■ Estratto ■
········

10 dicembre 2007

Fini e il Popolo

Se si domandasse agli elettori dell’Italia moderata cosa desiderano di più per essere rappresentati in Parlamento ed al Governo, in massa risponderebbero che gradirebbero un grande partito dell’Italia laboriosa e cosciente, strutturato in modo tale da poter stabilire una grande affinità con le questioni quotidiane della gente.
Pochi si infilerebbero in ragionamenti astratti, un numero esiguo sulla divisione in diversi partiti, pochissimi si inoltrerebbero in strategie di coalizioni per dare visibilità ad una parte più che ad un’altra. Sulla opzione elettorale nessuno, o solo pochi addetti ai lavori, sarebbero oggi in grado di valutare le diverse scelte in discussione ed indicar preferenze, a prescindere dalle indicazioni più semplici, quali proporzionale o maggioritario, ad esempio.
Una stragrande adesione, però, ci sarebbe sulla semplificazione del quadro politico. Molto consenso otterrebbe una legge che offrisse opportunità di scelte chiare tra diverse sensibilità su cui si sviluppa la coscienza democratica del Paese.
Ora dinanzi a questa realtà che emerge dal popolo, una volontà diretta senza filtri o mediazioni, dinanzi alla domanda di partecipazione in scenari chiari e senza ambiguità, cosa vuole Fini che valga il suo arroccamento nella difesa dell’identità del suo partito? Non è, come sostiene, la sua una difesa dei valori da privilegiare rispetto alla forma: i valori che richiama sono comuni. Appare, al contrario, il suo, un modo ben definito della volontà di salvaguardare una forma partito. Scelta, la sua, che si mostra persino anacronistica, per essere ormai superata dall’affievolirsi delle più nette divisioni ideologiche d’un tempo.
Oggi ciò che divide un nazionalista di destra di una volta, da un liberale, non è più un sentimento nostalgico di un ideale smarrito tra leggi razziali, violenza ed autoritarismo, non è più la visione dirigistica e statalista dell’economia e dello Stato corporativo, non è l’autarchia antimassonica, antiplutocratica, antiamericana di un sentimento social-fascista ormai defunto. Ciò che differenzia al massimo, a parte l’origine e la cultura patrimonio ideale del patriottismo risorgimentale dei liberali, è l’accento sui percorsi ritenuti più adatti per raggiungere un obiettivo comune.
Oggi persino gli ex marxisti sono diventati liberisti in economia ed i cattolici diventati tolleranti verso coloro che respingono le fondamenta cristiane della nostra civiltà. Il Presidente del Consiglio in carica è un democristiano della prima repubblica. La caduta di quest’ultima, per ironia del buon senso e per vocazione trasformista, ha cementato il connubio tra i protagonisti, e monopolisti di maggioranza ed opposizione, di un tempo.

········

■ Elenco ■
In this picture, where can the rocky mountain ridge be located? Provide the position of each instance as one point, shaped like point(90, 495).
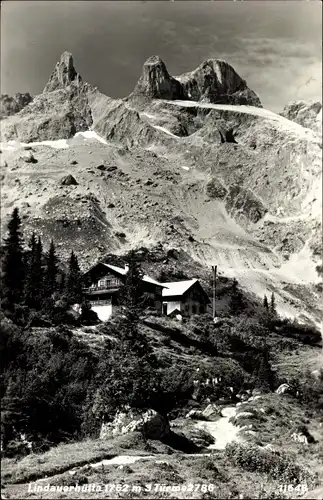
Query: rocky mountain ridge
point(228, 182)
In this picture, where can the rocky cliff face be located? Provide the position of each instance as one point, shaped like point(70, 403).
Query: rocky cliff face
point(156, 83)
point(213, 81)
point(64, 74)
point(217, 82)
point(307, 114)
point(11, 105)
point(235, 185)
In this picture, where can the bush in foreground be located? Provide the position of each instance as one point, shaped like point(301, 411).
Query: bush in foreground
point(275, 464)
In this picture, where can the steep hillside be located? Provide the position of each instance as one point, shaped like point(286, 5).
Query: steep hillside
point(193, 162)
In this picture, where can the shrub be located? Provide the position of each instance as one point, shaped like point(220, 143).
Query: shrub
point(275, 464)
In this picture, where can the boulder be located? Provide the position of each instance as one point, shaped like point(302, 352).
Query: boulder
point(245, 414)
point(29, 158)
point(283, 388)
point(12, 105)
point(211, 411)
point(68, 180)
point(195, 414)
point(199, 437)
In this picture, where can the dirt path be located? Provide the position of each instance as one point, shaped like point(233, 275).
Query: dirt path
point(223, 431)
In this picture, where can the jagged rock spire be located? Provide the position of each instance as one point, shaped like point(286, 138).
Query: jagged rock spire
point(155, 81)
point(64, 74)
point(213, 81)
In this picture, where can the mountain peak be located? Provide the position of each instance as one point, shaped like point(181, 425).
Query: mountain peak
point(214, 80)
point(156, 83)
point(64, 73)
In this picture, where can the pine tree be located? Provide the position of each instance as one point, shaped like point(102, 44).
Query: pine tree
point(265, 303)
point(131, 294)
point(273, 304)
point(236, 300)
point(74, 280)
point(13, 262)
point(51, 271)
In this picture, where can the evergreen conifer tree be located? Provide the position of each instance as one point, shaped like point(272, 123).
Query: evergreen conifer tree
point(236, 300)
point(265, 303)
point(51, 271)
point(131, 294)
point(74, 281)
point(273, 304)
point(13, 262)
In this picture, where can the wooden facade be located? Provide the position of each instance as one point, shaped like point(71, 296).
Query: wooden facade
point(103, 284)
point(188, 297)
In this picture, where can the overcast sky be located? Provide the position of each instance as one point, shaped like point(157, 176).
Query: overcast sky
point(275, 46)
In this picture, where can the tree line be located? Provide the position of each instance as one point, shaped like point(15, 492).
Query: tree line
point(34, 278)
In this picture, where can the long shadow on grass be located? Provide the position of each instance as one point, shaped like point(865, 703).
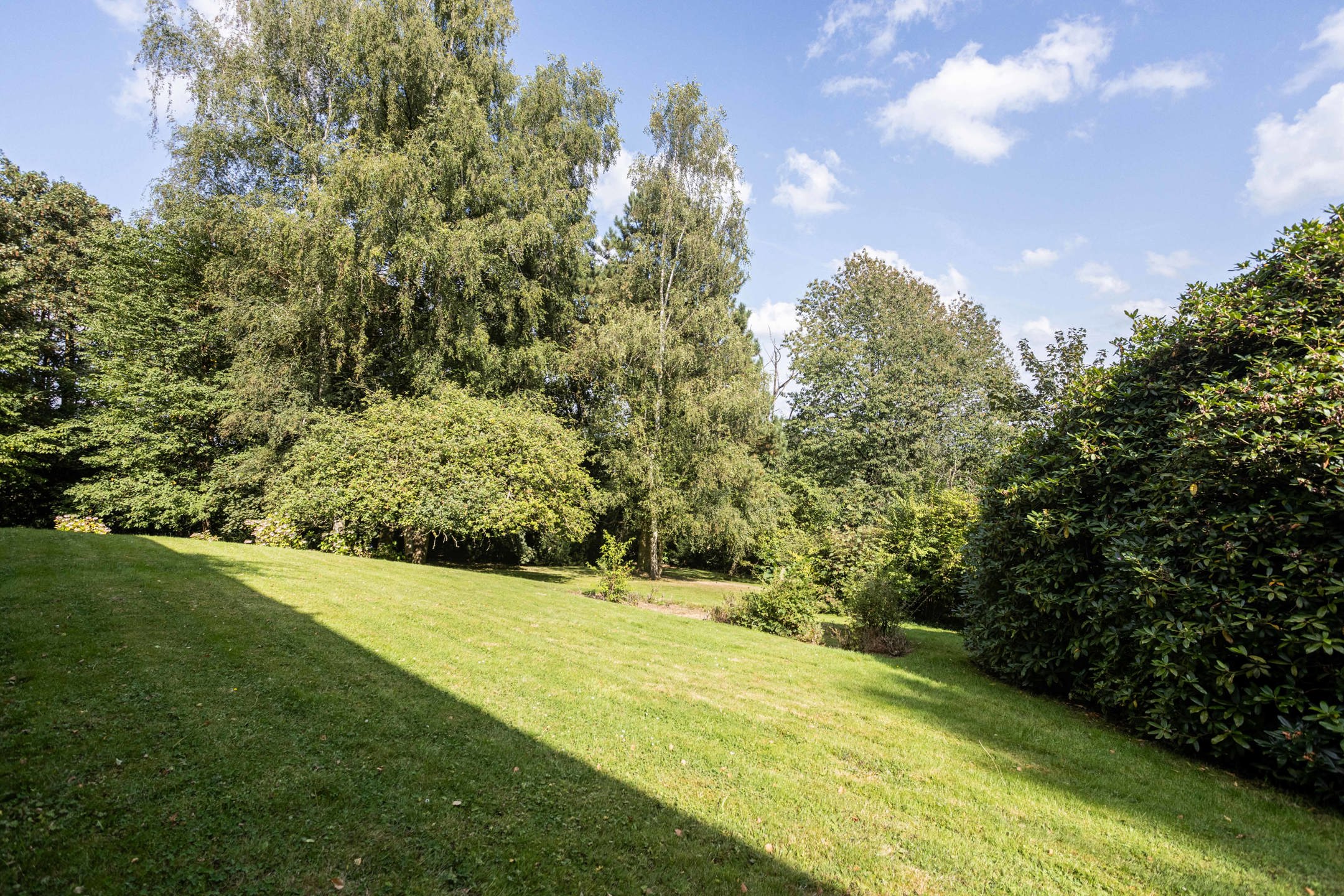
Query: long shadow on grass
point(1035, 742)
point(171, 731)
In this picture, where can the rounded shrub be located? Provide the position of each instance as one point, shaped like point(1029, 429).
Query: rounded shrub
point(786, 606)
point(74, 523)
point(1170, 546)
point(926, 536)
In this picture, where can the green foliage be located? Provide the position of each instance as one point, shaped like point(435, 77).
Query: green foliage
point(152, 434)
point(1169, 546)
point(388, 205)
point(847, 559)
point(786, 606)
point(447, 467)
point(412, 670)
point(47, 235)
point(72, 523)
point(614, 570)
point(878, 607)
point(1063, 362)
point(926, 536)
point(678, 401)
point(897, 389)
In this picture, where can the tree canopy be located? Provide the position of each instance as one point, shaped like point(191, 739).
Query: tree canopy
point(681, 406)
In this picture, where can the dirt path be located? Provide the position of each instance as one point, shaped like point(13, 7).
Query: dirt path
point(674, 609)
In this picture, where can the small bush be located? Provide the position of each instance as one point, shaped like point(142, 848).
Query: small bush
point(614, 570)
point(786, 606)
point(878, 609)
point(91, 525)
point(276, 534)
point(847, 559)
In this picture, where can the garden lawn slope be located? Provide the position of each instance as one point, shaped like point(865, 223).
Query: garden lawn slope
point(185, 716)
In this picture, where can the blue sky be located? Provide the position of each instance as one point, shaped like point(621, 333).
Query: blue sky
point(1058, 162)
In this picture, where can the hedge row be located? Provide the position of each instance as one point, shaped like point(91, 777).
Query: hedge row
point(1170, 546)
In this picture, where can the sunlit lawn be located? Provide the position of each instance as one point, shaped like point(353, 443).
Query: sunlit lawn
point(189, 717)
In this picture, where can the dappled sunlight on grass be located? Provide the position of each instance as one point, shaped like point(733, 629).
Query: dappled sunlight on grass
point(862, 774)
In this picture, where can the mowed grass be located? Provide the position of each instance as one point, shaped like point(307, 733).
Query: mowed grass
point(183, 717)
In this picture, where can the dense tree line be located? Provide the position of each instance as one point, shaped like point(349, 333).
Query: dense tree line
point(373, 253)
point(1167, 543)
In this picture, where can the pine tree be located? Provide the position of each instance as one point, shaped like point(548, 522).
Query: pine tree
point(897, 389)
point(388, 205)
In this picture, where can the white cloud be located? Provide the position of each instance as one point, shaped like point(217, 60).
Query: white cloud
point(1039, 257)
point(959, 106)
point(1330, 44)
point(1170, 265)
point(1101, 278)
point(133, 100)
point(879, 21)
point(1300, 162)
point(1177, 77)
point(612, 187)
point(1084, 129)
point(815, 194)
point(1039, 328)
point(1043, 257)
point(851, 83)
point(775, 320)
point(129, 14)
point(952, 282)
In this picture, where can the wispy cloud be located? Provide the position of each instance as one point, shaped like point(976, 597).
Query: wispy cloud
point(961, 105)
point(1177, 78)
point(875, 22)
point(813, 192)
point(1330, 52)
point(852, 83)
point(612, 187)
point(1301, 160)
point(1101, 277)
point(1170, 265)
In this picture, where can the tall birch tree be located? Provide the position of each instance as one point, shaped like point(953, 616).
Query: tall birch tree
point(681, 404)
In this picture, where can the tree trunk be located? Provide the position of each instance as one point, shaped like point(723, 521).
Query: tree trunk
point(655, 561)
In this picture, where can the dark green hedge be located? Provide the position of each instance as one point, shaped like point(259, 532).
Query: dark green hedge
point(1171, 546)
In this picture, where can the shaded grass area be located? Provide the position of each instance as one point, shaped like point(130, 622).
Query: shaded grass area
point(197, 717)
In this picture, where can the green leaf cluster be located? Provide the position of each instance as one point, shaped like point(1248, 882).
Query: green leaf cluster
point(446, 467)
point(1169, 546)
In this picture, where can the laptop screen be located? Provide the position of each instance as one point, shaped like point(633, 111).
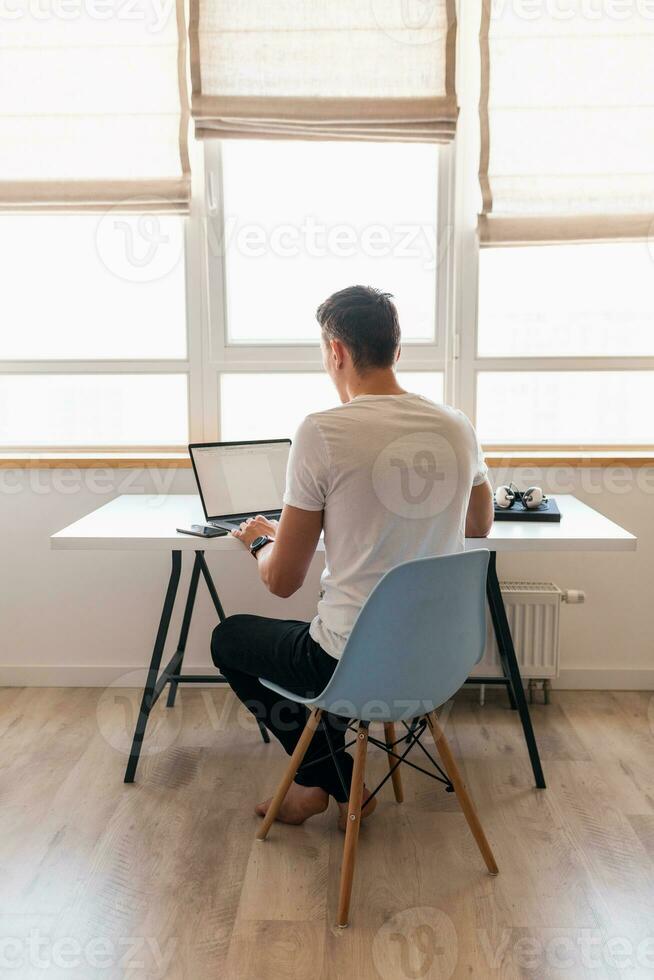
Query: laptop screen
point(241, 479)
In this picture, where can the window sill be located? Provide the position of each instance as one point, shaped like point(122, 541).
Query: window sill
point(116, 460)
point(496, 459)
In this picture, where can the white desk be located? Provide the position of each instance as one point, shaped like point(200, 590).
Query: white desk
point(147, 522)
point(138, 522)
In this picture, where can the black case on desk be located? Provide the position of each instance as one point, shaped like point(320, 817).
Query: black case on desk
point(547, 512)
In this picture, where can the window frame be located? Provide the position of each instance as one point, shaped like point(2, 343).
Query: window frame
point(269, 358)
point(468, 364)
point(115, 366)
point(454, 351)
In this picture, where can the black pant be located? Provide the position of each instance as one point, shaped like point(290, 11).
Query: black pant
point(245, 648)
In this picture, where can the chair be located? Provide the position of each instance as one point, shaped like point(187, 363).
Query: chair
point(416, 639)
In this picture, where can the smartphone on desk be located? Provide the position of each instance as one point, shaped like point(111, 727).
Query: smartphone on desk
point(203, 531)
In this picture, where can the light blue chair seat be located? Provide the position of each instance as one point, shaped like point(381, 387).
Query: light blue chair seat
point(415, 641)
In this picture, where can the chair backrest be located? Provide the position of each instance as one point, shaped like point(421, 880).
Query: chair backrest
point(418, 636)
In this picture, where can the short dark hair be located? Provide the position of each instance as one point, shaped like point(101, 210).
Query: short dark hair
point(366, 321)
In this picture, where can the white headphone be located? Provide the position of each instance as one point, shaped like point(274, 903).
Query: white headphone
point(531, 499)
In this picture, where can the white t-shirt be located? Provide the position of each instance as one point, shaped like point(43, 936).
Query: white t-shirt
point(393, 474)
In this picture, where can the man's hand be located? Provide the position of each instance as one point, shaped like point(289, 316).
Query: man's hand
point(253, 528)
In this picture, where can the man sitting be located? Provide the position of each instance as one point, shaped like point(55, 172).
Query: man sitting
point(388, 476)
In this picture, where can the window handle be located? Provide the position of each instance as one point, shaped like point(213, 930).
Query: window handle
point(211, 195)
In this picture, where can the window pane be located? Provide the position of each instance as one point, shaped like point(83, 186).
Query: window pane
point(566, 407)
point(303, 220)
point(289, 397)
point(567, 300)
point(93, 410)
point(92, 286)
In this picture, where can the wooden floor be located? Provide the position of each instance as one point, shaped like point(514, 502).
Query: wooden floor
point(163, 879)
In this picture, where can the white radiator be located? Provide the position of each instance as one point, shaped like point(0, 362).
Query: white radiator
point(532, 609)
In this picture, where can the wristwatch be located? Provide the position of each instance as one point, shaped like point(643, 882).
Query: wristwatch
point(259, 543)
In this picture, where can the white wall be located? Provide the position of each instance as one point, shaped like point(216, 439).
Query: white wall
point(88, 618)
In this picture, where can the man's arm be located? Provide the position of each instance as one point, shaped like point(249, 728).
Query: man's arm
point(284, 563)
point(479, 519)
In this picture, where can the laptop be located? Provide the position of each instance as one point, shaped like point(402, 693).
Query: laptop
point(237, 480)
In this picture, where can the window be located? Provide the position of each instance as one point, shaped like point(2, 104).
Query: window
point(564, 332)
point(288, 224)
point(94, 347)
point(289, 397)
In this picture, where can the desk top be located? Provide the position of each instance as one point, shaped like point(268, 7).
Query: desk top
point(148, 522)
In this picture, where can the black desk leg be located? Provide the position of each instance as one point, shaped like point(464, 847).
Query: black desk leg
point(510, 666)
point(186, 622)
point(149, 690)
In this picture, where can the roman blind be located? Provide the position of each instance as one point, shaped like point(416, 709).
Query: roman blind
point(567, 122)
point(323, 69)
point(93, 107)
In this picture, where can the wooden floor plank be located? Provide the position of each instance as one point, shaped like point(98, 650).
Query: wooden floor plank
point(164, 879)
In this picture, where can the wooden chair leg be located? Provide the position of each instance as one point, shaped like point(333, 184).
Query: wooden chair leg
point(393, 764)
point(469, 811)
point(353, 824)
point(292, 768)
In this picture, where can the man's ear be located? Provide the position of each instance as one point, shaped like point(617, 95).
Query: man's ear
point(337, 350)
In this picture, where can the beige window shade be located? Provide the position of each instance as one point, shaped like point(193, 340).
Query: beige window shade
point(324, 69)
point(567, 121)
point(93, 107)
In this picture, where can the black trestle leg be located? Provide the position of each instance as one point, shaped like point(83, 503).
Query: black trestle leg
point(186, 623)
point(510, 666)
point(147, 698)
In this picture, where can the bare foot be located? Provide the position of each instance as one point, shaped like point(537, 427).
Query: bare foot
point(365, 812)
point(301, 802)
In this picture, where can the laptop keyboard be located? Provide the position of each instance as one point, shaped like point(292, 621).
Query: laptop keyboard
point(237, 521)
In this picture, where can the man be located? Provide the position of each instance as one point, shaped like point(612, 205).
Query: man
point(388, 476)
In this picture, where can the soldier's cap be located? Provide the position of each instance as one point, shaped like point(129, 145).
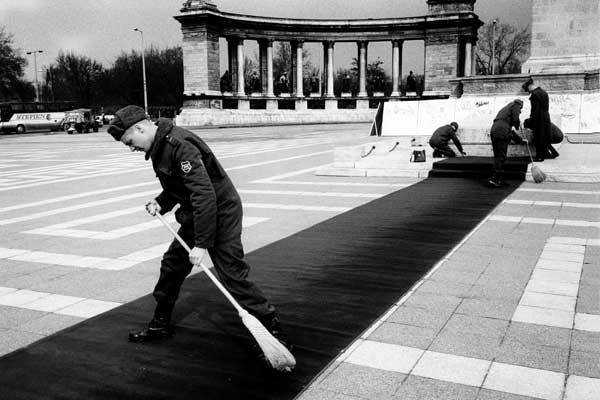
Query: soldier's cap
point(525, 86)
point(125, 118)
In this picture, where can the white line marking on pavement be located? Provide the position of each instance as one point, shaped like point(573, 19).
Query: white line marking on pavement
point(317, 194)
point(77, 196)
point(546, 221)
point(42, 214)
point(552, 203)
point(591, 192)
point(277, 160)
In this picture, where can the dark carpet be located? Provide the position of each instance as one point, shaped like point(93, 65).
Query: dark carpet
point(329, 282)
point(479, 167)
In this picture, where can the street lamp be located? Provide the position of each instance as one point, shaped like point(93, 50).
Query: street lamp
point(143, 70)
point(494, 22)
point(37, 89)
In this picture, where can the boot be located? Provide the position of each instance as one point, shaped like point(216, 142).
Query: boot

········

■ Serie di compiti ■
#1 Nell'articolo su Fini, come viene descritto il Presidente del Consiglio in carica?
#2 Prosegui l'articolo su Fini partendo dall'ultima frase riportata.
L'elenco viene da un'altra fonte.

■ Risposte ai compiti ■
#1 Come un democristiano della prima repubblica.

#2
Tra i contendenti, una volta radicati sulle convinzioni ideologiche di una visione antagonista delle scelte politiche, è sopraggiunto un nuovo “pactum” in cui si è compattata a sinistra quella che un tempo erano considerate l’ala cattolico-conservatrice e l’ala marxista-massimalista della scena politica italiana. Si è andata trasformando la vecchia “conventio ad excludendum” (sistema chiuso con la secolarizzazione in regime di monopolio tra i ruoli di governo ed opposizione), sancito di fatto nella prima repubblica, con la “conventio contra personam”, formatasi dal ’95 in poi, grazie all’opera di Scalfaro, allora Presidente della Repubblica, intimorito dall’azione travalicante della magistratura militante.
E’ dal 1995 che la politica delle scelte, ha modificato le sue funzioni trasformando queste in politiche delle preclusioni e delle delegittimazioni.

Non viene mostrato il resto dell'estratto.